*GIVEN REQUEST 1*: Transcribe the passage of the forum thread on rats and wheels between "My boys were" and "is pretty common.", inclusive.

*READING PASSAGE*:
========================================================================
# Do your rats like wheels?



## LillyFudge (Mar 9, 2013)

Poll  Mine don't care for them. I put a silent spinner in their cage and they looked at me like "What are we supposed to do with this?" hahah


----------



## LightningWolf (Jun 8, 2012)

I can't really vote on this.

On one hand, they do, mainly when they are babies (Though my first rat Charles Loved playing on his wheel, When he got too old to run on it he would sleep on it all the time. only reason it stayed in their cage) and when they are older they like to sleep on it. Right now my 3 baby boys (Bentley, Liam, and Niko, who are 4 months old) Will Play with each other on it, and wrestle on it. Though up in till the babies were maybe 2 months old I haven't had a rat actually Run on it.

So to an extent, yeah they like it. Though right now in their quarantine cage (They have mites, and this cage is smaller and easier for me to clean so easier to take care of the mites) they don't notice it's missing.


----------



## Aether (Mar 7, 2013)

Well one loves his wheel, the other isn't sure what to do with it yet.


----------



## katlovesaandw (Feb 10, 2013)

All of mine do. Maya didn't use it until after the babies were born....which we didnt know she was PG....just thought she was a not a wheel rat.
And because of that, all the babies use it. Girls cage has 2 wheels in it, Remy's has 1.


----------



## ThreeMagicBeans (Dec 16, 2012)

My boys were CRAZY about their wheel. They had a Comfort Wheel. They ran in it all night long, slept in it, and ate in it. Dropping blocks in it at 3am was a game of 'maybe the hoomin will wake up if we continue long enough'.


----------



## cagedbirdsinging (May 28, 2012)

None of my rats have ever liked wheels. I am under the impression that this is pretty common.
========================================================================
*GIVEN REQUEST 2*: From the rows below, take the lines between the lines holding "Find all occurrences of girl" and "780;536;853;633", inclusive, and give them as a JSON list of strings with one string per line, leaving out blank lines.

*SUPPLIED RECORDS*:
========================================================================
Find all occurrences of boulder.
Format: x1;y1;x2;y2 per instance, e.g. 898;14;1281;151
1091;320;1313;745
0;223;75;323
========================================================================
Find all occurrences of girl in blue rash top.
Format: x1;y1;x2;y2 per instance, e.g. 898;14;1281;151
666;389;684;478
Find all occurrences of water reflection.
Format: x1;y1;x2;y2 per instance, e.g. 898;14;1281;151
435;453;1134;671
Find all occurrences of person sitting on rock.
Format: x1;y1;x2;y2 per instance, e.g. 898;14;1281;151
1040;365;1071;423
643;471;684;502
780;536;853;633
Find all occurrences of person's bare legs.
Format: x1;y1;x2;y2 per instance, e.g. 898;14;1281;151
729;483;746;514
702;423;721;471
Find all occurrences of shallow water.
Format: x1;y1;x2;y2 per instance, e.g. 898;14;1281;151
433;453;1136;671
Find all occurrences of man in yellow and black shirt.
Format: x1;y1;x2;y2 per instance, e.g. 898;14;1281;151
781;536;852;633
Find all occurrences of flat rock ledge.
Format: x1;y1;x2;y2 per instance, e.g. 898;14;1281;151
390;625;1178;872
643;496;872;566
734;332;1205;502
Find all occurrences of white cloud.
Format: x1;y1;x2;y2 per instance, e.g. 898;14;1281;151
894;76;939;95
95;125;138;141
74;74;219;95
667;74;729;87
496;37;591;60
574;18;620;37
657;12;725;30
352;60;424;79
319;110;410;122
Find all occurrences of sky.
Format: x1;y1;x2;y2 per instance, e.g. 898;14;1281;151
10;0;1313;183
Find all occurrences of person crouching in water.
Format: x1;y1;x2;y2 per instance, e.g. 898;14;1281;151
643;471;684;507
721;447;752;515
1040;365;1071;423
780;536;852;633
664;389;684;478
========================================================================
*CORRECT RESULT 1*:
My boys were CRAZY about their wheel. They had a Comfort Wheel. They ran in it all night long, slept in it, and ate in it. Dropping blocks in it at 3am was a game of 'maybe the hoomin will wake up if we continue long enough'.


----------



## cagedbirdsinging (May 28, 2012)

None of my rats have ever liked wheels. I am under the impression that this is pretty common.

*CORRECT RESULT 2*:
[
  "Find all occurrences of girl in blue rash top.",
  "Format: x1;y1;x2;y2 per instance, e.g. 898;14;1281;151",
  "666;389;684;478",
  "Find all occurrences of water reflection.",
  "Format: x1;y1;x2;y2 per instance, e.g. 898;14;1281;151",
  "435;453;1134;671",
  "Find all occurrences of person sitting on rock.",
  "Format: x1;y1;x2;y2 per instance, e.g. 898;14;1281;151",
  "1040;365;1071;423",
  "643;471;684;502",
  "780;536;853;633"
]